- _ACTIVITY_
What lines of the data hold the string "image"? Copy them all.

[Stored records]

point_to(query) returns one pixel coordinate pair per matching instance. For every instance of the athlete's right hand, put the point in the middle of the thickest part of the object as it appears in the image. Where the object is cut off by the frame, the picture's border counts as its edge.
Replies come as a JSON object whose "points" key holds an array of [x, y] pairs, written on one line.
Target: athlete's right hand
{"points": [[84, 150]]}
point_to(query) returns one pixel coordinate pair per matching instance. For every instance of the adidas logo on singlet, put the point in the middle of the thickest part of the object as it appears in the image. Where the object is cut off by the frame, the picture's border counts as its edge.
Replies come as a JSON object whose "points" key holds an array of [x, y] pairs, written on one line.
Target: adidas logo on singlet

- _RESULT_
point_to(query) returns one pixel coordinate pair per matching instance. For every instance of the athlete's right hand, put the point in the middle of the thickest part of the object as it appears in the image. Where the object is cut off by the frame, the picture's border counts as its edge.
point_to(query) returns one pixel coordinate pair per matching instance. For every instance of the adidas logo on singlet, put the point in the middle of the thickest part of the object as it appears in the image. Where the object is cut off by the frame, the picture's border counts as its edge.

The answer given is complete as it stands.